Items from a data source
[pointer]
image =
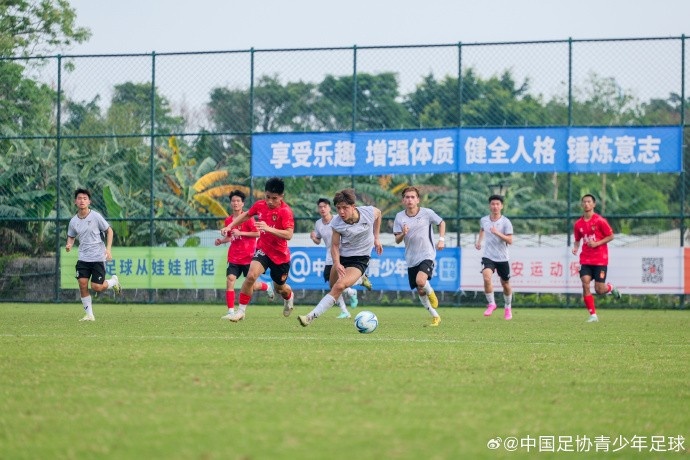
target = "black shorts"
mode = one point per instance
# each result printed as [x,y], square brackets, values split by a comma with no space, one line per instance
[596,272]
[502,268]
[359,262]
[279,272]
[95,271]
[237,270]
[327,273]
[426,266]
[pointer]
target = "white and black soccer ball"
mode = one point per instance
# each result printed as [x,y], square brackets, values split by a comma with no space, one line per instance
[366,322]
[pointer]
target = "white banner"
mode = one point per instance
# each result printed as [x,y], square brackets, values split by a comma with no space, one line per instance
[556,270]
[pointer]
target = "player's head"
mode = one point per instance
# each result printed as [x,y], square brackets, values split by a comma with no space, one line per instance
[324,206]
[588,195]
[410,189]
[239,194]
[82,191]
[275,185]
[274,192]
[346,196]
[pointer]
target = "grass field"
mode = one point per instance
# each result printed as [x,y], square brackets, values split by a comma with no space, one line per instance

TASK GOAL
Please convert all of the data above into a JSON list of strings, with one string per line. Leave out blank lines and the pictures.

REPLY TO THE TASK
[
  "[pointer]",
  "image =",
  "target = \"black shorts\"",
  "mode = one point per instance",
  "# each result printed as [x,y], square brackets, values split by a comma with no space, one line per instance",
  "[596,272]",
  "[502,268]",
  "[359,262]",
  "[279,272]",
  "[95,271]",
  "[237,270]",
  "[327,273]",
  "[426,266]",
  "[pointer]",
  "target = \"white and black soccer ball\"",
  "mode = one point per instance",
  "# each result printed as [x,y], square brackets, values split by a comma with no space, one line per instance",
  "[366,322]",
  "[pointer]",
  "target = \"white banner\"",
  "mode = one point per instance",
  "# each result printed as [x,y], square brackets, values split by a comma with no space, one line per instance",
  "[556,270]",
  "[pointer]",
  "target = \"player's head\"",
  "mode = one point per instance",
  "# each result printed as [x,y], square brackets, values split by a comma with no space, one line per instance",
  "[324,206]",
  "[588,195]",
  "[410,189]",
  "[239,194]",
  "[82,191]",
  "[275,185]",
  "[274,192]",
  "[346,196]",
  "[pointer]",
  "target = \"grass field\"",
  "mode = one point per instance",
  "# each result printed as [x,y], square brackets, values split by a comma with no space, one line per instance"
]